WHAT TO PRODUCE: From the records below, copy out exactly the lines from the one containing "Where can the clear" to the one containing "Where can the glass", both included. Add nothing else.

DATASET ENTRIES:
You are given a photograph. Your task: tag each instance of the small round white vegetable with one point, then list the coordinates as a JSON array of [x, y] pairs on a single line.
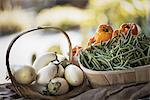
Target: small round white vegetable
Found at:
[[61, 71], [58, 86], [61, 57], [74, 75], [44, 60], [47, 73], [25, 74]]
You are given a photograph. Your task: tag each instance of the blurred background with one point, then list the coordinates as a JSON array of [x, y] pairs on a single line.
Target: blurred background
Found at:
[[79, 18]]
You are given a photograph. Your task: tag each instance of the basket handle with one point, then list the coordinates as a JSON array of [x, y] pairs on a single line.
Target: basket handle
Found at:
[[23, 33]]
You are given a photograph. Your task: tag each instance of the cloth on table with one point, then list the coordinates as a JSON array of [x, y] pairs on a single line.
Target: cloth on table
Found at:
[[133, 91]]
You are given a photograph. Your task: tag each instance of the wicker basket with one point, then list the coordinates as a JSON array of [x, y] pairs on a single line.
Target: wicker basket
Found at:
[[26, 90]]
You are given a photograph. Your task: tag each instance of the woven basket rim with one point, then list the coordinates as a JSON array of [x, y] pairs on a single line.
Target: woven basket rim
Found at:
[[23, 90]]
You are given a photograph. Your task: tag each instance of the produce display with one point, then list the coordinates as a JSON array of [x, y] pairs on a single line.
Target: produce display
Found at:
[[52, 74], [121, 49]]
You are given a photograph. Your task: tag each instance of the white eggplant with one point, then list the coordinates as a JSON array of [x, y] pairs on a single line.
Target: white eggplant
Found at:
[[47, 73], [25, 74], [58, 86], [61, 71], [61, 57], [44, 60], [74, 75]]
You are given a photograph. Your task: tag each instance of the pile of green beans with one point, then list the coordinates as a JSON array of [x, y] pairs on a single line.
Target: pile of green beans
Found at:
[[121, 52]]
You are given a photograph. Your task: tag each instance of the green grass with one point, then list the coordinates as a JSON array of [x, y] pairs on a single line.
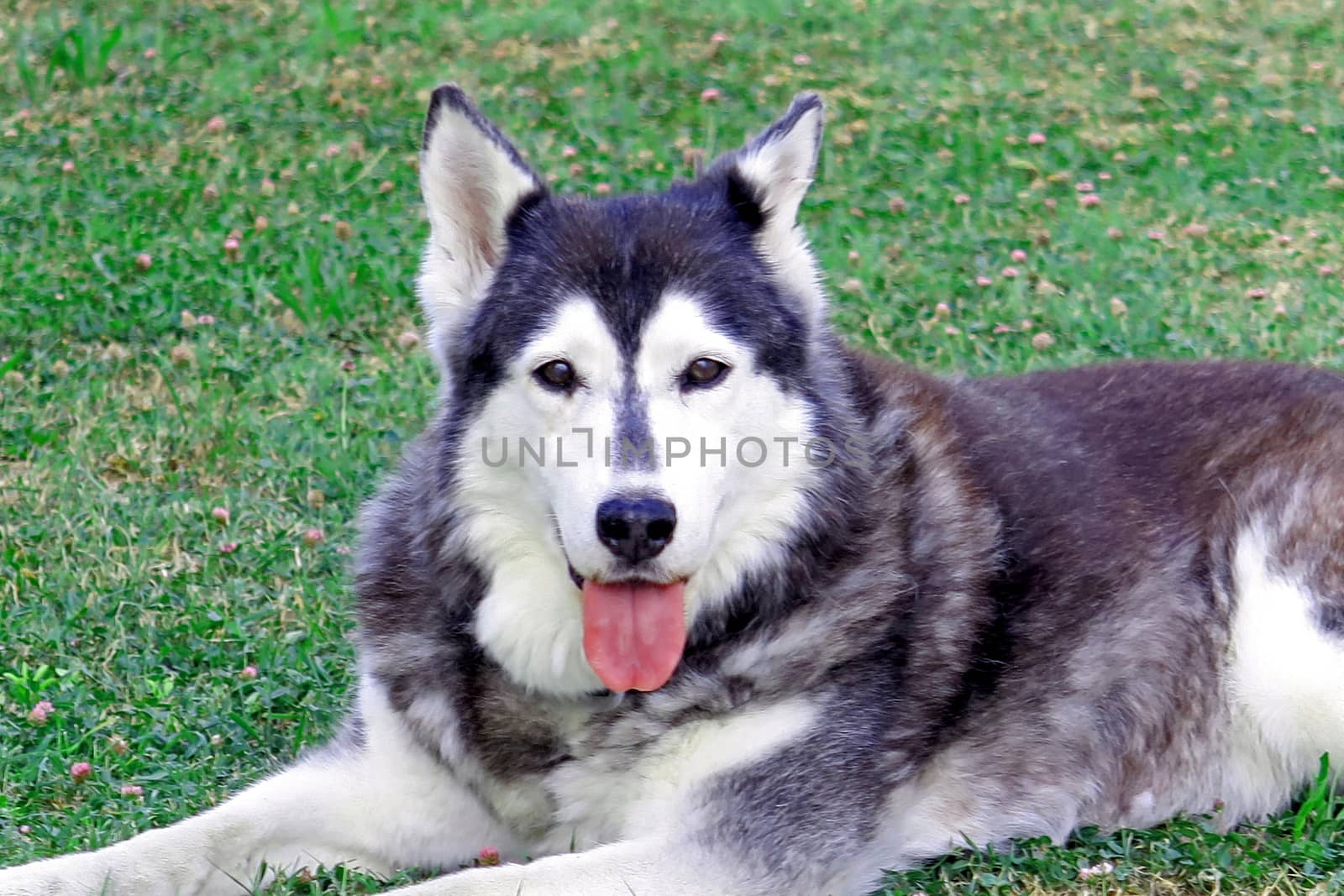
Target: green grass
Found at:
[[1214, 134]]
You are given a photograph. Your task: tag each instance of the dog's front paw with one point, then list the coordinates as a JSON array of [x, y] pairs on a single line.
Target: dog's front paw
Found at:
[[66, 876]]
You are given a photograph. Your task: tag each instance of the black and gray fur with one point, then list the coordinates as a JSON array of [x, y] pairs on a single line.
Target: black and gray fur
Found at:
[[1016, 617]]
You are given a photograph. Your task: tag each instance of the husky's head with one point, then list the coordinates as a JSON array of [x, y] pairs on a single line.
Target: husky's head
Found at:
[[633, 392]]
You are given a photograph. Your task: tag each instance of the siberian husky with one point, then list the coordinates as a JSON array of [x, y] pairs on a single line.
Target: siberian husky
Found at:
[[679, 594]]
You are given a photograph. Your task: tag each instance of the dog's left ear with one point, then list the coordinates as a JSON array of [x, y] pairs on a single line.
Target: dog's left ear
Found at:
[[474, 181], [765, 183], [779, 164]]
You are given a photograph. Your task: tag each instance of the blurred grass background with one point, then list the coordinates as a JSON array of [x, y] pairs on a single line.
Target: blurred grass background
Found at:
[[208, 226]]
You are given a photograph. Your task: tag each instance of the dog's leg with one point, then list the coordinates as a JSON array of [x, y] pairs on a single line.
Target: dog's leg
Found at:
[[380, 805], [643, 868]]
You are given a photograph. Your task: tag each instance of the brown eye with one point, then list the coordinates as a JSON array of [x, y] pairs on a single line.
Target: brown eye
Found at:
[[555, 375], [703, 372]]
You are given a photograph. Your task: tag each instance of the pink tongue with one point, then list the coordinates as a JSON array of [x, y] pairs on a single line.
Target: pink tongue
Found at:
[[633, 633]]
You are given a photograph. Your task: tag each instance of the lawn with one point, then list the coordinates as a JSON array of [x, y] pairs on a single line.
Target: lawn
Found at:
[[208, 228]]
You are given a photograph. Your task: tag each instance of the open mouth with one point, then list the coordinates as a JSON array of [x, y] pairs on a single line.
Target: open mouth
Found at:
[[633, 631]]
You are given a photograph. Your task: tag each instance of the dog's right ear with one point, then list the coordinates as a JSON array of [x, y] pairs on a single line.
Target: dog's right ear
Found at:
[[474, 181]]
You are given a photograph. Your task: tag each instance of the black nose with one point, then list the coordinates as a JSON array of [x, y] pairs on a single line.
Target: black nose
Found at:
[[636, 528]]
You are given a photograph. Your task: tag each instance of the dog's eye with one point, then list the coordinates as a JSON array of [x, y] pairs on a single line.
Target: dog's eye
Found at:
[[557, 375], [702, 372]]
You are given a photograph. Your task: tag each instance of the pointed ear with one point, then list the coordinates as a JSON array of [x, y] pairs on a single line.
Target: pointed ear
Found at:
[[779, 164], [765, 184], [474, 181]]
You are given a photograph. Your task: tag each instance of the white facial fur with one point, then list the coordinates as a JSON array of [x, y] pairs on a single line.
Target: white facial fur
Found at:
[[526, 523], [528, 520]]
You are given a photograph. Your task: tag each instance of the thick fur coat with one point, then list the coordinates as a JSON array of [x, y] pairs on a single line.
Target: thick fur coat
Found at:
[[1001, 607]]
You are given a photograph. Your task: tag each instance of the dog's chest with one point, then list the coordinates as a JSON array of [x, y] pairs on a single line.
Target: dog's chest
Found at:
[[642, 768]]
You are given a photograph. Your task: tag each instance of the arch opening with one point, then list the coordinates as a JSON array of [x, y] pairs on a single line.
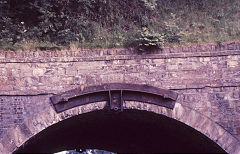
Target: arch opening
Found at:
[[122, 132]]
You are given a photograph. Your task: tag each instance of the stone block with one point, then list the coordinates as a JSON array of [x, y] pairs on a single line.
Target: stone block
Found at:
[[39, 71]]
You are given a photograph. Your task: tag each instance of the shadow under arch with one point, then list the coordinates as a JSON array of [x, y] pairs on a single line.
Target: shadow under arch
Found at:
[[180, 123], [131, 131]]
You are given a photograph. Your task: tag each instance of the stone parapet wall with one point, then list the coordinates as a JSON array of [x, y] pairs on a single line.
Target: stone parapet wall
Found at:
[[207, 78]]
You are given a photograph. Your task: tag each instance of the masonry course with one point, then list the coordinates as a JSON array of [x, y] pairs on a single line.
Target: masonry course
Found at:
[[206, 77]]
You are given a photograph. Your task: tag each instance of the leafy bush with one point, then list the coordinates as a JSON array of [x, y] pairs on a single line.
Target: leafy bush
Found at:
[[172, 32], [148, 41]]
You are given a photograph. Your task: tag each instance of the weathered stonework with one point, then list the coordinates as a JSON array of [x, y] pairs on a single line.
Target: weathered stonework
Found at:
[[206, 78]]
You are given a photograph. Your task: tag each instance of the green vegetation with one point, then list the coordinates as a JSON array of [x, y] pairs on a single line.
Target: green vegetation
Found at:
[[146, 24]]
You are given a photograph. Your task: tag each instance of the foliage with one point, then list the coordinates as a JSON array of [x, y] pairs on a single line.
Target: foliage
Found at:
[[173, 33], [115, 23], [148, 41]]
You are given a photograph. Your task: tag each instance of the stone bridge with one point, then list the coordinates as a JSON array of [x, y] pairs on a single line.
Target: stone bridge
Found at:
[[180, 99]]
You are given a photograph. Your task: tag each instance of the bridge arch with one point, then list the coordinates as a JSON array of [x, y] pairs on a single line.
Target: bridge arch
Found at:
[[15, 139]]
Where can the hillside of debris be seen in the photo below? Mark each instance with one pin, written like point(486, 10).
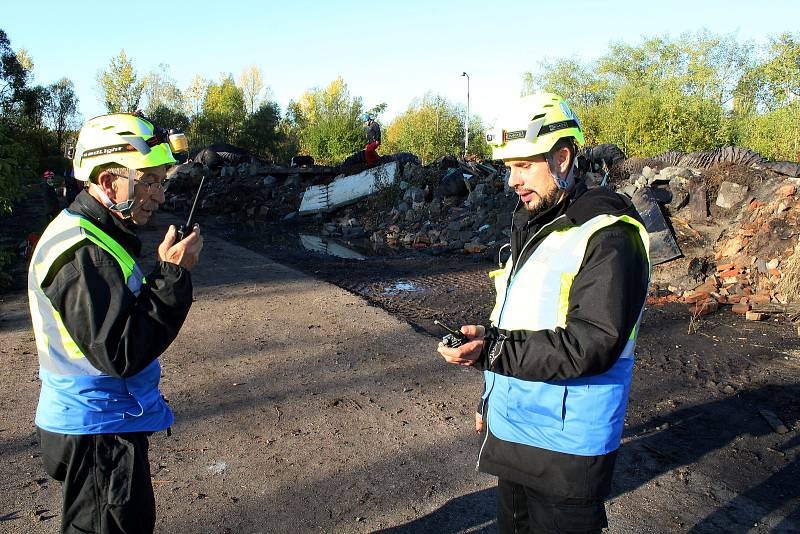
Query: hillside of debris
point(723, 224)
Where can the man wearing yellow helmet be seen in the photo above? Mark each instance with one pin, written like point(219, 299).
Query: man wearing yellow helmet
point(557, 355)
point(100, 326)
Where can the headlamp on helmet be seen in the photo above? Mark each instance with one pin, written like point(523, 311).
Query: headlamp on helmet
point(536, 123)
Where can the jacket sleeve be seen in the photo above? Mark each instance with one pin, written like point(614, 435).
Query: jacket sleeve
point(118, 332)
point(605, 300)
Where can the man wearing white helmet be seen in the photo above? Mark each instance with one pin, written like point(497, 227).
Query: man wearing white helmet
point(100, 326)
point(557, 355)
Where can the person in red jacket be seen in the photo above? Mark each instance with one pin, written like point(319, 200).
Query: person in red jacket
point(373, 139)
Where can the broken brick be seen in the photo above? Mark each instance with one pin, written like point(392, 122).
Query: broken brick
point(696, 296)
point(787, 190)
point(740, 308)
point(753, 316)
point(705, 307)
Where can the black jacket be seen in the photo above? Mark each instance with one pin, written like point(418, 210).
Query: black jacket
point(119, 333)
point(605, 300)
point(373, 133)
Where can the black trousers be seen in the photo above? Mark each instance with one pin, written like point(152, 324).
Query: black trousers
point(105, 480)
point(522, 510)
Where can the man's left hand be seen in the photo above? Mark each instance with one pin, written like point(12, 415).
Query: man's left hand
point(468, 353)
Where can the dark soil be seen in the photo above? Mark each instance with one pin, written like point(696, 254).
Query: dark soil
point(697, 453)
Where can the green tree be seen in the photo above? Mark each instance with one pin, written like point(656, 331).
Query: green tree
point(160, 90)
point(194, 94)
point(432, 127)
point(13, 77)
point(327, 122)
point(120, 88)
point(223, 114)
point(251, 84)
point(260, 134)
point(61, 110)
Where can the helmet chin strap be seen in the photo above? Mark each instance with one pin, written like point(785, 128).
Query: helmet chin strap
point(568, 182)
point(123, 208)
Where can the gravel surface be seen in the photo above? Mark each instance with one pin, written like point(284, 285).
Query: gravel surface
point(308, 406)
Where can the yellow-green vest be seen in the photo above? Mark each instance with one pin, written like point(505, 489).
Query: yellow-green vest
point(582, 416)
point(77, 398)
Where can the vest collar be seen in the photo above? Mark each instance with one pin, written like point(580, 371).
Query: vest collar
point(87, 206)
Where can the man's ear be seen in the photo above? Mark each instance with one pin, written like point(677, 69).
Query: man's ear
point(106, 182)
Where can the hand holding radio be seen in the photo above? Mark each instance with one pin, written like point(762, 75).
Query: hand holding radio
point(185, 252)
point(462, 347)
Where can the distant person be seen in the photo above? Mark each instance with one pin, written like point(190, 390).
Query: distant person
point(49, 196)
point(100, 327)
point(373, 130)
point(71, 186)
point(558, 353)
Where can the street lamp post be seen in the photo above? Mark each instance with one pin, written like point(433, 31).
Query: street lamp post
point(466, 119)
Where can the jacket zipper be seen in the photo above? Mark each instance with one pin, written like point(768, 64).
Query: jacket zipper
point(516, 265)
point(484, 411)
point(486, 427)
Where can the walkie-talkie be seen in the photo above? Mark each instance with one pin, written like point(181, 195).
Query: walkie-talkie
point(454, 338)
point(187, 228)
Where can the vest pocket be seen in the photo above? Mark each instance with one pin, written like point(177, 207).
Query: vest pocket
point(537, 403)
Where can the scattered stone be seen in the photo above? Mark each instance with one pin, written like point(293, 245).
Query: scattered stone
point(753, 316)
point(731, 194)
point(774, 421)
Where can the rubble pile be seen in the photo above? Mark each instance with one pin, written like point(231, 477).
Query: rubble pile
point(721, 233)
point(243, 191)
point(449, 205)
point(752, 252)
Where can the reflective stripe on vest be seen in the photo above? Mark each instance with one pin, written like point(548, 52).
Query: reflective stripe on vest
point(77, 398)
point(582, 416)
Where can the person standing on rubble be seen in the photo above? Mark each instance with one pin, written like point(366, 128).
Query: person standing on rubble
point(49, 196)
point(100, 326)
point(373, 130)
point(557, 356)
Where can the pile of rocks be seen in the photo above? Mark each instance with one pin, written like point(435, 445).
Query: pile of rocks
point(736, 226)
point(752, 252)
point(235, 191)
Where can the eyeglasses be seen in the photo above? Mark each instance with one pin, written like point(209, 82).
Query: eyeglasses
point(149, 187)
point(153, 187)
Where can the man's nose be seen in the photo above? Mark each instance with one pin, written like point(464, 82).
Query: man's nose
point(159, 195)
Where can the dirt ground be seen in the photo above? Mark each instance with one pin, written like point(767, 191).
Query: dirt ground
point(309, 398)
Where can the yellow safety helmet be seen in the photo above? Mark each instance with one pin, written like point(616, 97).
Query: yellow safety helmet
point(533, 127)
point(127, 140)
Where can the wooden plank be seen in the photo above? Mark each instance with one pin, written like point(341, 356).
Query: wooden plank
point(698, 204)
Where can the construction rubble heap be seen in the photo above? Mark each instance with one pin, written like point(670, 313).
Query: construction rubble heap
point(724, 224)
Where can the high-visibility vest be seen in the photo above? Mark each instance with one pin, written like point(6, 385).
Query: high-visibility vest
point(76, 397)
point(583, 416)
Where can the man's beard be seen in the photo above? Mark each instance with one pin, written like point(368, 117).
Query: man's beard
point(546, 202)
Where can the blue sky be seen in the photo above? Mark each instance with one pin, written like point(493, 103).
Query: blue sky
point(386, 51)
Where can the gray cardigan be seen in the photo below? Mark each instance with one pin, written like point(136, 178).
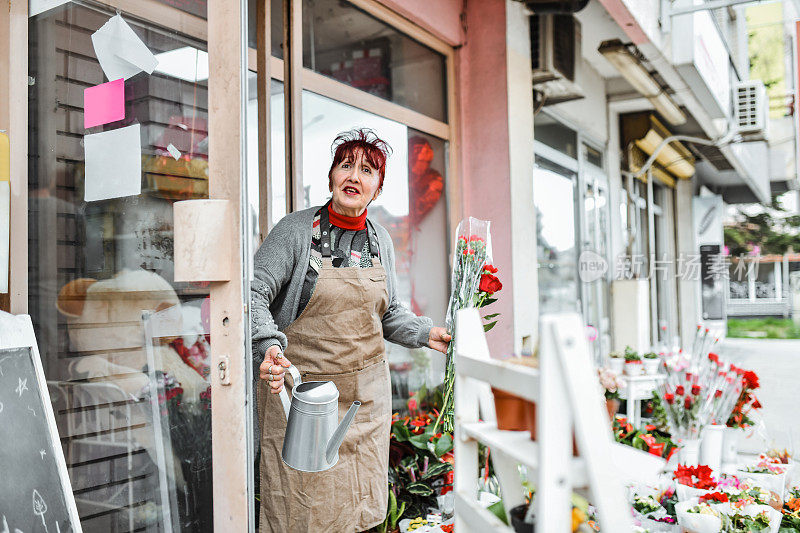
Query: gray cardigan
point(280, 267)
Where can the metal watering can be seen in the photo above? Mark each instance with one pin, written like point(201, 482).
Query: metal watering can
point(313, 432)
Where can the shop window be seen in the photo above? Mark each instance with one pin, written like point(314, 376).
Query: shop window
point(131, 396)
point(412, 207)
point(552, 133)
point(350, 46)
point(554, 200)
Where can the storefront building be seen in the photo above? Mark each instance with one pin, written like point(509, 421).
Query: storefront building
point(145, 346)
point(241, 109)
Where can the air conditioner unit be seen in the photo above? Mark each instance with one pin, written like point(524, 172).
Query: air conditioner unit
point(556, 57)
point(751, 108)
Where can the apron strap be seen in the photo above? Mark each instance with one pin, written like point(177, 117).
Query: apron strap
point(326, 235)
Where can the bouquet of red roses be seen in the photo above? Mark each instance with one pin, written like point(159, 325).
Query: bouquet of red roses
point(473, 282)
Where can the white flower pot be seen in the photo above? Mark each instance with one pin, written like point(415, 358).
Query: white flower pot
point(633, 369)
point(689, 454)
point(651, 366)
point(730, 445)
point(711, 448)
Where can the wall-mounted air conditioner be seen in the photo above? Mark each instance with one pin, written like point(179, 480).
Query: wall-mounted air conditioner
point(556, 57)
point(751, 109)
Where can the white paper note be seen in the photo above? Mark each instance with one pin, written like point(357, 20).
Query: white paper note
point(120, 51)
point(174, 152)
point(5, 222)
point(113, 163)
point(40, 6)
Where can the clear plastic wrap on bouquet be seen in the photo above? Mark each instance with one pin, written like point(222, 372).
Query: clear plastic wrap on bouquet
point(472, 251)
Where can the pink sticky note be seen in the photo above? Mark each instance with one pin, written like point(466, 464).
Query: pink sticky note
point(104, 103)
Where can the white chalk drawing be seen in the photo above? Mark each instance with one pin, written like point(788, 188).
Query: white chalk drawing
point(22, 387)
point(39, 507)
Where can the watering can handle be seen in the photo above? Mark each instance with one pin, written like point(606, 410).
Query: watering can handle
point(296, 380)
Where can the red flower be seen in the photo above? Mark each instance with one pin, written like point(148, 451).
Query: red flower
point(720, 497)
point(490, 283)
point(751, 379)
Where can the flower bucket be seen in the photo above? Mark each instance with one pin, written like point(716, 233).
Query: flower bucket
point(711, 447)
point(689, 454)
point(633, 368)
point(730, 445)
point(695, 522)
point(651, 366)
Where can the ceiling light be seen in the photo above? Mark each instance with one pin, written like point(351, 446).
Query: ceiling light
point(634, 72)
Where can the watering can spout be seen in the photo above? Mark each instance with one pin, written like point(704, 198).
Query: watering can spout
point(338, 436)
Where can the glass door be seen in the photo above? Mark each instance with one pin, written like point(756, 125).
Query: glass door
point(125, 347)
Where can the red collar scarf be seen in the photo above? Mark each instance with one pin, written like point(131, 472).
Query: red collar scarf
point(348, 223)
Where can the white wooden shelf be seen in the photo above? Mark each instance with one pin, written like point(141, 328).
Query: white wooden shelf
point(518, 446)
point(515, 379)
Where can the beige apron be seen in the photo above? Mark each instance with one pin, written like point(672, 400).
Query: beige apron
point(338, 337)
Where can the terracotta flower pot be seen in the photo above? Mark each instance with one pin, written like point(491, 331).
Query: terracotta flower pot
point(514, 413)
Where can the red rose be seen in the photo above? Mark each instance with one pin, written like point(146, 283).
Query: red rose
point(751, 379)
point(490, 283)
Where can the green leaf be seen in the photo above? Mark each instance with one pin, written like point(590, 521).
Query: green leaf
point(401, 432)
point(437, 469)
point(443, 445)
point(419, 488)
point(499, 511)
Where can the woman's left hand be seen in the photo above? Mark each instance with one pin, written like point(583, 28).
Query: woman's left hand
point(438, 339)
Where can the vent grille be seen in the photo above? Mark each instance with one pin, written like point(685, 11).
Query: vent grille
point(564, 45)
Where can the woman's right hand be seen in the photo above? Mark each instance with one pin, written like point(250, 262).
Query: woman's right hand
point(273, 369)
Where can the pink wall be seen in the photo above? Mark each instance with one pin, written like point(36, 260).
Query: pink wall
point(482, 91)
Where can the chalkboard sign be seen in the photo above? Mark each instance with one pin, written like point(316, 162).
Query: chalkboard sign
point(35, 492)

EXPECTED OUTPUT:
Where can the clear plastic wrap on bouquet be seen in the photo above? Mark each instance with one pin, written like point(222, 372).
Query: clear plastic wrap on bouquet
point(472, 251)
Where can the pink sticky note be seen in the photo above? Mark each instance with one pin, written like point(466, 464).
Query: pink sticky note
point(104, 103)
Where can the white chalk drawing be seen in the photo above? Mark each instance with one pin, written like point(788, 188).
Query: white chalk drawing
point(22, 387)
point(39, 507)
Where can the watering can handle be seen in the photo above? Mark each instance with one pin, written like point(606, 410).
Query: watering can handle
point(296, 380)
Where can the red flower be seen in the photo above? Mark each instance with one pin, written like point(148, 451).
Query: red flower
point(720, 497)
point(490, 283)
point(751, 379)
Where can the flower bucket be seen in the photo above? Mark each instance with one pin, written like point(716, 233).
Query: flower bucket
point(711, 447)
point(689, 454)
point(633, 368)
point(730, 445)
point(695, 522)
point(651, 366)
Where can the ceiling light be seen in the photo above? Mark each instance with one pin, written like point(351, 446).
Query: ceiling light
point(634, 72)
Where can the watering can spout be seen in the photo above? Mark each instance with one pin, written like point(704, 198).
Query: watering can spout
point(338, 436)
Where can the glass door be seen in the photo above? Mark each instance with one pin, written like point(756, 125).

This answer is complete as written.